--- Dataset ---
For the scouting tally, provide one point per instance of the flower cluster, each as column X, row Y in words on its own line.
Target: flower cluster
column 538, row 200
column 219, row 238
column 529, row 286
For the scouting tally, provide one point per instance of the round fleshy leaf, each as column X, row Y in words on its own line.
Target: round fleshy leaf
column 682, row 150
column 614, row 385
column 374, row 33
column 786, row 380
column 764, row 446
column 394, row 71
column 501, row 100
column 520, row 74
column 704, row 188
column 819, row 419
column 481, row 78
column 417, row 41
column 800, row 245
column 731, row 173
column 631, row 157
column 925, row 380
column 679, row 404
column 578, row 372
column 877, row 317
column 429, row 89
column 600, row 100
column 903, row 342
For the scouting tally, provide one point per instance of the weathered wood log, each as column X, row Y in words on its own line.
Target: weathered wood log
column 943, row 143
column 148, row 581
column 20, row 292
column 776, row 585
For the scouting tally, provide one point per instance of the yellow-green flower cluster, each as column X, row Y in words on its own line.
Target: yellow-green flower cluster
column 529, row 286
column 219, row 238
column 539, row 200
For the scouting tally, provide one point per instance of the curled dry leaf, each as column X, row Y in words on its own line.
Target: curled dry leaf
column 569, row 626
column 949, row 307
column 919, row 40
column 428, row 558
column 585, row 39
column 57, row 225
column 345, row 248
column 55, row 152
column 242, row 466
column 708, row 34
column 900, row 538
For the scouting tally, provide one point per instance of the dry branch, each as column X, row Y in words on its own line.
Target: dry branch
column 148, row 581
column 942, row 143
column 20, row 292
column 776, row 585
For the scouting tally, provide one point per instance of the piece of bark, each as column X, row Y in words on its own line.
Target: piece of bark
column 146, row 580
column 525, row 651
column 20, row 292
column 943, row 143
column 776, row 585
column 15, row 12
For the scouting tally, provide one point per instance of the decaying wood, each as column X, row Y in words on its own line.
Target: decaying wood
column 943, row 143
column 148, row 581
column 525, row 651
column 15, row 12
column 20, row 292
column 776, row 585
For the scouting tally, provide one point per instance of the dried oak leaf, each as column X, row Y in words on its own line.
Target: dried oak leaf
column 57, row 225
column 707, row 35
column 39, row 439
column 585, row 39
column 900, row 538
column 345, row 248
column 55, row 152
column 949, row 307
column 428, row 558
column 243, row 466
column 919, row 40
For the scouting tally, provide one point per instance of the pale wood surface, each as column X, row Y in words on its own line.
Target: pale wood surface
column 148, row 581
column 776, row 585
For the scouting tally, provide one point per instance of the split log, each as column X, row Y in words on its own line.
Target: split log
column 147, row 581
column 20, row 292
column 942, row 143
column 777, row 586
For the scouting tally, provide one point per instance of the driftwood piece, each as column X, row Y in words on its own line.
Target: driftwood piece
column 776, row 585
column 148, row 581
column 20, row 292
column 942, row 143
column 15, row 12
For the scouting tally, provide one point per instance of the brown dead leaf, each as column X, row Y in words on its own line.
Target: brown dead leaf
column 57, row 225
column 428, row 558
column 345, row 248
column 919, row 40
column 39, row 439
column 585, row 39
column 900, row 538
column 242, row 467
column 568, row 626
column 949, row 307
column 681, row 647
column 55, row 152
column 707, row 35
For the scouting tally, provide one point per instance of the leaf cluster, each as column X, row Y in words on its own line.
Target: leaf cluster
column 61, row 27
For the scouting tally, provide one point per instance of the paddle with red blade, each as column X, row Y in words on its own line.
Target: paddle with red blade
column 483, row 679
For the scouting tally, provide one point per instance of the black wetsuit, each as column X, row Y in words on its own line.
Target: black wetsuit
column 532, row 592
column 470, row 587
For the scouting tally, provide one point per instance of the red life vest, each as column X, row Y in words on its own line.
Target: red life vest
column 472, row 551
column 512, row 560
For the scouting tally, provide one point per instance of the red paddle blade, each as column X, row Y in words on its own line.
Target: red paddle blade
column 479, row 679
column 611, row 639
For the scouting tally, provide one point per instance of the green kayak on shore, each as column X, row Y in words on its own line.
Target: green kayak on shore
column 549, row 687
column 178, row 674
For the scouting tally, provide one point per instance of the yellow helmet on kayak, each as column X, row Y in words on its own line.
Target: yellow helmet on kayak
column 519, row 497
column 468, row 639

--- Stated exercise ---
Copy out all of the material above, swapping every instance of "scouting tally" for "field survey" and leaving the rest untouched.

--- Answer to the exercise ---
For the field survey, provide one point per instance of the flower cluster, each as column X, row Y in words on its own line.
Target: flower cluster
column 538, row 200
column 219, row 238
column 529, row 286
For the field survey, provide one point per instance of the round fleshy leaf, each as column X, row Y in words on its own line.
Target: round fleshy leaf
column 682, row 150
column 614, row 385
column 374, row 33
column 786, row 380
column 764, row 446
column 394, row 71
column 501, row 100
column 520, row 74
column 704, row 188
column 819, row 419
column 481, row 78
column 417, row 41
column 800, row 245
column 731, row 173
column 631, row 157
column 925, row 380
column 679, row 404
column 578, row 372
column 877, row 317
column 429, row 89
column 600, row 100
column 903, row 342
For the field survey, provide one point per instance of the weathered wood log, each as column X, row Y in words on its own line.
Target: weathered wood log
column 943, row 143
column 148, row 581
column 20, row 292
column 776, row 585
For the field survey, provide one point per instance of the yellow-green flower cluster, each as column X, row Y in words on its own line.
Target: yellow-green flower cluster
column 529, row 286
column 219, row 238
column 539, row 200
For the field survey, provide one point per instance of the curled dry leaf, each as column X, row Y in words on its own line.
Target: curled dry leaf
column 569, row 626
column 949, row 307
column 919, row 40
column 428, row 558
column 585, row 39
column 57, row 225
column 345, row 248
column 55, row 152
column 242, row 466
column 708, row 34
column 900, row 538
For the field survey, provide one point per instance of the dry branch, each as column X, row Y in words on its own line.
Target: dry branch
column 148, row 581
column 942, row 143
column 20, row 292
column 776, row 585
For the field survey, provide one point per instance of the piece of bark, each as column X, row Y in words on its own line.
Target: piece of bark
column 146, row 580
column 525, row 651
column 20, row 292
column 943, row 143
column 776, row 585
column 15, row 12
For the field survey, provide one point per instance of the decaying wood, each as column X, row Y in words on its own line.
Target: decaying wood
column 943, row 143
column 148, row 581
column 525, row 651
column 15, row 12
column 20, row 292
column 776, row 585
For the field survey, provide one point per instance of the dried oak leaf, each as column X, row Y in words on its own line.
Target: dried oak leaf
column 57, row 225
column 707, row 35
column 39, row 439
column 585, row 39
column 900, row 538
column 345, row 248
column 55, row 152
column 949, row 307
column 428, row 558
column 243, row 466
column 919, row 40
For the field survey, provide one point per instance of the pale wood surface, each as column X, row Y in words on its own line.
Target: pale wood surface
column 148, row 581
column 776, row 585
For the field survey, provide one point per instance of the split log, each as column X, row Y in words on its own line.
Target: split log
column 147, row 581
column 20, row 292
column 942, row 143
column 777, row 586
For the field survey, provide one point per instance of the driftwood piece, each as column X, row Y in words on its own line.
Target: driftwood piece
column 776, row 585
column 148, row 581
column 20, row 292
column 942, row 143
column 15, row 12
For the field survey, provide one point per instance of the brown dead leaf, each as column X, row Y in words on its own line.
Target: brown dead leaf
column 57, row 225
column 428, row 558
column 345, row 248
column 919, row 40
column 39, row 439
column 585, row 39
column 900, row 538
column 242, row 467
column 568, row 626
column 949, row 307
column 681, row 647
column 55, row 152
column 707, row 35
For the field survey, provide one point per instance of the leaf cluster, each as column X, row Y in words on its own line.
Target: leaf cluster
column 61, row 27
For the field survey, provide one point per instance of the paddle with red blade, each as column X, row Y in words on its own line.
Target: paddle with red blade
column 483, row 679
For the field survey, provide one point per instance of the black wetsuit, each as column X, row Y in words on its own line.
Target: black wetsuit
column 532, row 592
column 470, row 587
For the field survey, provide one point per instance of the red life vest, each as column X, row Y in words on its own line.
Target: red life vest
column 472, row 551
column 512, row 560
For the field survey, provide one point per instance of the red paddle blade, each as column X, row Y in words on its own line.
Target: red paddle blade
column 479, row 679
column 611, row 639
For the field survey, provide one point per instance of the green kayak on shore, each as column X, row Y in words on its own line.
Target: green kayak on shore
column 549, row 687
column 178, row 674
For the field survey, provide one point per instance of the yellow helmet on kayak, each as column X, row Y in words on its own line.
Target: yellow helmet on kayak
column 519, row 497
column 468, row 639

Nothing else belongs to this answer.